### EXERCISE DESCRIPTION
The listing below is to be output in its exact form.

### RECORDS SHOWN
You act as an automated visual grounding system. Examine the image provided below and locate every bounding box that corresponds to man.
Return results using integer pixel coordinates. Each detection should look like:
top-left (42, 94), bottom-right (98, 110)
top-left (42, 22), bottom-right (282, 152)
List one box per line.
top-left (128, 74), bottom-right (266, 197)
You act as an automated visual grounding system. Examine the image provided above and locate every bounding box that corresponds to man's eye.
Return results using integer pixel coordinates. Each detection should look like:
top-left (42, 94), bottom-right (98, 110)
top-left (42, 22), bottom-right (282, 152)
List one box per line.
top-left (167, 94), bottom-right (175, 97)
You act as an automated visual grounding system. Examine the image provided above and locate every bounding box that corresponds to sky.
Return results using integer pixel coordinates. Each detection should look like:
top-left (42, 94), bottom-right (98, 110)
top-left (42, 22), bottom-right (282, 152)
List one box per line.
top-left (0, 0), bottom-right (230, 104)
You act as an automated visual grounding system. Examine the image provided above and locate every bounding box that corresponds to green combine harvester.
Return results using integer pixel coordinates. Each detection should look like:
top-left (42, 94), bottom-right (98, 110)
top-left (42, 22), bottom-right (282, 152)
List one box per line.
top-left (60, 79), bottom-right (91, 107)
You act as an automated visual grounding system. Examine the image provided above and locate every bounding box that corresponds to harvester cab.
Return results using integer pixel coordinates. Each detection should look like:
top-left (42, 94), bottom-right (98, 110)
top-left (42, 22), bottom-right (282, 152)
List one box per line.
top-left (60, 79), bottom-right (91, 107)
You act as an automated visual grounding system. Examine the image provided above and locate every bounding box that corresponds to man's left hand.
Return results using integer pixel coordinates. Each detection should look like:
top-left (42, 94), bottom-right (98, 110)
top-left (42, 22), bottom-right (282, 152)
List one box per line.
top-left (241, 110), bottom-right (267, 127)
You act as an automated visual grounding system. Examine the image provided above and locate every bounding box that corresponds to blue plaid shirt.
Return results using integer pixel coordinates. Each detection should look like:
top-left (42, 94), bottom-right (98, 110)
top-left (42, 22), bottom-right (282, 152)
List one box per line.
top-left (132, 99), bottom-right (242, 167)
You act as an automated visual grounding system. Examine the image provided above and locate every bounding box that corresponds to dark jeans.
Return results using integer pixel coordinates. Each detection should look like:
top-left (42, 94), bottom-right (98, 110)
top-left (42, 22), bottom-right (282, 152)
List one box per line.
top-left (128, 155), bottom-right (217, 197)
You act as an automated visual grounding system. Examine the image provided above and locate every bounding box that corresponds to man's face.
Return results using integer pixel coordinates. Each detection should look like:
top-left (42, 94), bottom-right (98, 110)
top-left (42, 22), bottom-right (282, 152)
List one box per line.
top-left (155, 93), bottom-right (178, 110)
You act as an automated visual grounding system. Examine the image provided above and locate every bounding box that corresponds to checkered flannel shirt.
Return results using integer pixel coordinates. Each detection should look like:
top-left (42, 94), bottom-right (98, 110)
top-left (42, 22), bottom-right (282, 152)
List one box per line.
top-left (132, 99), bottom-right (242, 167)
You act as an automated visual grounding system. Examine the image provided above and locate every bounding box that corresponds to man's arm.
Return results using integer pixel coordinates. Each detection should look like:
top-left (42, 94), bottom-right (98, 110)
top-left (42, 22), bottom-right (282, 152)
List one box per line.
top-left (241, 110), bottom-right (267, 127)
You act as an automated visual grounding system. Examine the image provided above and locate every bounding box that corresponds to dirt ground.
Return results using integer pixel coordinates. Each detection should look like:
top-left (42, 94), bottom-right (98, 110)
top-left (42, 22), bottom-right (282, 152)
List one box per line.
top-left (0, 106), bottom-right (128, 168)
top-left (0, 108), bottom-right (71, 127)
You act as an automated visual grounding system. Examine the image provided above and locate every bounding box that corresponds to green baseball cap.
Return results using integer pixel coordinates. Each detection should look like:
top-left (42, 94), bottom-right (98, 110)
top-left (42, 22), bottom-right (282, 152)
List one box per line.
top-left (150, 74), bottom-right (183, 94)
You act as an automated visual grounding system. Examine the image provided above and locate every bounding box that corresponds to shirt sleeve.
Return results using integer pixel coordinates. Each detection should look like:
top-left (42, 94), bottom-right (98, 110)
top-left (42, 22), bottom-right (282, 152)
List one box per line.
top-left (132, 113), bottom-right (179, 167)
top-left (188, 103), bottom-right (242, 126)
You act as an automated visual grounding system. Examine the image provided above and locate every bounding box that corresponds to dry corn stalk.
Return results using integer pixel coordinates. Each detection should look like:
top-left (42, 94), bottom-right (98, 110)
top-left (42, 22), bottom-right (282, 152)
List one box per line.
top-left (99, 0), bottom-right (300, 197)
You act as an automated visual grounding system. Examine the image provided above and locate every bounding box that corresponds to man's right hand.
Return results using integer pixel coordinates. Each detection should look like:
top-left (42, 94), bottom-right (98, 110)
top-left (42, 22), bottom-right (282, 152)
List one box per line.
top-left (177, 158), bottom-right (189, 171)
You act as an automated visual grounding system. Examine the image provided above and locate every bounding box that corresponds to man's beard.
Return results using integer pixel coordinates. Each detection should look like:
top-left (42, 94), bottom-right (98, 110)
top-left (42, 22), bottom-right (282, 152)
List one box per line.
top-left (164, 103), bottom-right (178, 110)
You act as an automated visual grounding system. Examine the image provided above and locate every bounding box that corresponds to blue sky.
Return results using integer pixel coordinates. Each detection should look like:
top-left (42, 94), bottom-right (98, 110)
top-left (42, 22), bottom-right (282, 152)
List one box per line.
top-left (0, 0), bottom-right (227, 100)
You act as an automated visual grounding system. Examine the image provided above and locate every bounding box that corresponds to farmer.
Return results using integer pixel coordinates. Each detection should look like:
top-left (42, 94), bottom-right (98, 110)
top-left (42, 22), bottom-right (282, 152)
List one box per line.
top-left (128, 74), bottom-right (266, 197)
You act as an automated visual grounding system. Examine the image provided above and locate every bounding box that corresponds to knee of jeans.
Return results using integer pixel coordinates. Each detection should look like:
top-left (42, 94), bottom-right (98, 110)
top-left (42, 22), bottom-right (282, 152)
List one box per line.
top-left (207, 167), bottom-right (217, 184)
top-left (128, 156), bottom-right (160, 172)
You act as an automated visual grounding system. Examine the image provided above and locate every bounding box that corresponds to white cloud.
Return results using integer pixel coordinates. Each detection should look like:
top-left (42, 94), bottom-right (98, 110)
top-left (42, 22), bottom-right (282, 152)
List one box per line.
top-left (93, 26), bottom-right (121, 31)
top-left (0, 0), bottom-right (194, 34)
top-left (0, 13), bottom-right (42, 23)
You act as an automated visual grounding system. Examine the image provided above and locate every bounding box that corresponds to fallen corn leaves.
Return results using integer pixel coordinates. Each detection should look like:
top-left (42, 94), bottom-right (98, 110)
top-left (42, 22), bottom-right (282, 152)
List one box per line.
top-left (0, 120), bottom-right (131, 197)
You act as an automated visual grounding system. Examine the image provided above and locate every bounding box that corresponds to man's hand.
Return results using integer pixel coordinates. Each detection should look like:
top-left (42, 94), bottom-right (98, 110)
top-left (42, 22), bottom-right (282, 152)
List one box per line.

### SOLUTION FOR THIS PROBLEM
You act as an automated visual grounding system. Examine the image provided below and locate every bounding box that corresponds to man.
Return results using integer pixel coordinates. Each detection should look like:
top-left (42, 94), bottom-right (98, 110)
top-left (42, 22), bottom-right (282, 152)
List one box per line.
top-left (128, 74), bottom-right (266, 197)
You act as an automated visual grounding system. Examine the image provided above and locate every bounding box that corresponds to man's eye.
Return results using integer pixel coordinates. Each detection should look like:
top-left (42, 94), bottom-right (98, 110)
top-left (42, 22), bottom-right (282, 152)
List one box per line.
top-left (167, 94), bottom-right (175, 97)
You act as an automated visual grounding system. Examine the image provided above and locate every bounding box that corresponds to sky.
Return results using integer pixel coordinates. Each detection should look like:
top-left (42, 94), bottom-right (98, 110)
top-left (42, 22), bottom-right (282, 152)
List one box per line.
top-left (0, 0), bottom-right (230, 104)
You act as an automated visual grounding system. Examine the image provided above and locate every bounding box that corresponds to green combine harvester.
Return results using integer pixel coordinates. Each detection should look like:
top-left (42, 94), bottom-right (98, 110)
top-left (42, 22), bottom-right (282, 152)
List one box per line.
top-left (60, 79), bottom-right (91, 107)
You act as an automated visual grounding system. Examine the image provided above and locate every bounding box that corresponds to harvester cab.
Return results using integer pixel coordinates. Each detection should look like:
top-left (42, 94), bottom-right (98, 110)
top-left (42, 22), bottom-right (282, 152)
List one box per line.
top-left (60, 79), bottom-right (91, 107)
You act as an automated visual grounding system. Examine the image provided above and locate every bounding box that corresponds to man's left hand.
Return results using integer pixel coordinates. Each detection should look like:
top-left (42, 94), bottom-right (98, 110)
top-left (42, 22), bottom-right (282, 152)
List one box per line.
top-left (241, 110), bottom-right (267, 127)
You act as an automated visual grounding system. Examine the image provided above and locate every bounding box that corresponds to blue plaid shirt.
Return results using integer pixel coordinates. Each detection should look like:
top-left (42, 94), bottom-right (98, 110)
top-left (42, 22), bottom-right (282, 152)
List one box per line.
top-left (132, 99), bottom-right (242, 167)
You act as an automated visual grounding system. Examine the image provided above and locate every bounding box that corresponds to dark jeans.
Return results using integer pixel coordinates. Each detection should look like:
top-left (42, 94), bottom-right (98, 110)
top-left (42, 22), bottom-right (282, 152)
List one box per line.
top-left (128, 155), bottom-right (217, 197)
You act as an automated visual grounding system. Examine the image provided above and locate every bounding box that corresponds to man's face.
Return results using integer pixel coordinates. Each detection should look like:
top-left (42, 94), bottom-right (98, 110)
top-left (42, 22), bottom-right (282, 152)
List one box per line.
top-left (155, 93), bottom-right (178, 110)
You act as an automated visual grounding system. Examine the image provided above and locate every bounding box that corresponds to checkered flannel shirt.
Return results using integer pixel coordinates. Each detection should look like:
top-left (42, 94), bottom-right (98, 110)
top-left (42, 22), bottom-right (282, 152)
List one box per line.
top-left (132, 99), bottom-right (242, 167)
You act as an automated visual grounding system. Examine the image provided above and locate every bounding box that corresponds to man's arm.
Return results using integer pixel coordinates. Each detection should look like:
top-left (42, 94), bottom-right (98, 110)
top-left (42, 22), bottom-right (282, 152)
List one box per line.
top-left (241, 110), bottom-right (267, 127)
You act as an automated visual grounding system. Examine the image provided above and locate every bounding box that corresponds to dirt ground.
Return results using integer pixel coordinates. Each detection should look like:
top-left (42, 94), bottom-right (98, 110)
top-left (42, 22), bottom-right (282, 152)
List one box per line.
top-left (0, 106), bottom-right (128, 168)
top-left (0, 108), bottom-right (71, 127)
You act as an automated visual grounding system. Examine the image provided above and locate every bounding box that corresponds to green baseball cap.
Return results using integer pixel coordinates. Each detection should look like:
top-left (42, 94), bottom-right (98, 110)
top-left (42, 22), bottom-right (282, 152)
List one box per line.
top-left (150, 74), bottom-right (183, 94)
You act as an automated visual grounding system. Examine the image provided above and locate every bounding box that corresponds to shirt sleeve.
Return results using integer pixel coordinates. Each detection should look like:
top-left (42, 94), bottom-right (98, 110)
top-left (42, 22), bottom-right (282, 152)
List one box per line.
top-left (132, 113), bottom-right (179, 167)
top-left (188, 103), bottom-right (242, 126)
You act as an automated visual grounding system. Examine the image provided above and locate every bounding box that corresponds to dry corn stalk.
Return results using integer pixel coordinates. Each detection should look like:
top-left (42, 94), bottom-right (98, 110)
top-left (42, 22), bottom-right (282, 152)
List one box per line.
top-left (99, 0), bottom-right (300, 197)
You act as an automated visual grounding system. Examine the image provided above and locate every bounding box that corresponds to man's right hand.
Return results using integer pixel coordinates. Each detection should look like:
top-left (42, 94), bottom-right (98, 110)
top-left (42, 22), bottom-right (282, 152)
List one box per line.
top-left (177, 158), bottom-right (189, 171)
You act as an automated visual grounding system. Examine the image provided above and locate every bounding box that corresponds to man's beard.
Return results using integer pixel coordinates. Each detection should look like:
top-left (42, 94), bottom-right (98, 110)
top-left (42, 22), bottom-right (282, 152)
List one box per line.
top-left (164, 103), bottom-right (178, 110)
You act as an automated visual grounding system. Examine the image provided above and locate every bounding box that corresponds to blue sky.
Return results using integer pixel coordinates. Each detection should look like:
top-left (42, 94), bottom-right (98, 110)
top-left (42, 22), bottom-right (282, 152)
List one box per line.
top-left (0, 0), bottom-right (227, 100)
You act as an automated visual grounding system. Examine the image provided above and locate every bounding box that corresponds to farmer.
Return results using integer pixel coordinates. Each detection should look like:
top-left (42, 94), bottom-right (98, 110)
top-left (42, 22), bottom-right (282, 152)
List one box per line.
top-left (128, 74), bottom-right (266, 197)
You act as an automated visual grounding system. Examine the image provided above and locate every bounding box that corresponds to knee of jeans.
Return results using integer pixel coordinates. Each detection should look like:
top-left (42, 94), bottom-right (98, 110)
top-left (42, 22), bottom-right (282, 152)
List one box per line.
top-left (207, 167), bottom-right (217, 184)
top-left (128, 156), bottom-right (160, 172)
You act as an automated visual grounding system. Examine the image provided above and locate every bounding box that corresponds to white cloud.
Return results using integer pixel coordinates. Each detection should look like:
top-left (42, 94), bottom-right (98, 110)
top-left (42, 22), bottom-right (282, 152)
List one box per line.
top-left (93, 26), bottom-right (121, 31)
top-left (0, 0), bottom-right (194, 34)
top-left (0, 13), bottom-right (42, 23)
You act as an automated visual grounding system. Examine the image provided above and locate every bounding box that corresponds to fallen corn leaves.
Return results using integer pixel coordinates. Each detection should look like:
top-left (42, 94), bottom-right (98, 110)
top-left (42, 22), bottom-right (282, 152)
List one box per line.
top-left (0, 120), bottom-right (131, 197)
You act as an automated visual grounding system. Examine the image provided above and locate every bounding box that corresponds to man's hand.
Return results using integer pixel coordinates. Each detection should look like:
top-left (42, 94), bottom-right (98, 110)
top-left (42, 22), bottom-right (282, 152)
List one box per line.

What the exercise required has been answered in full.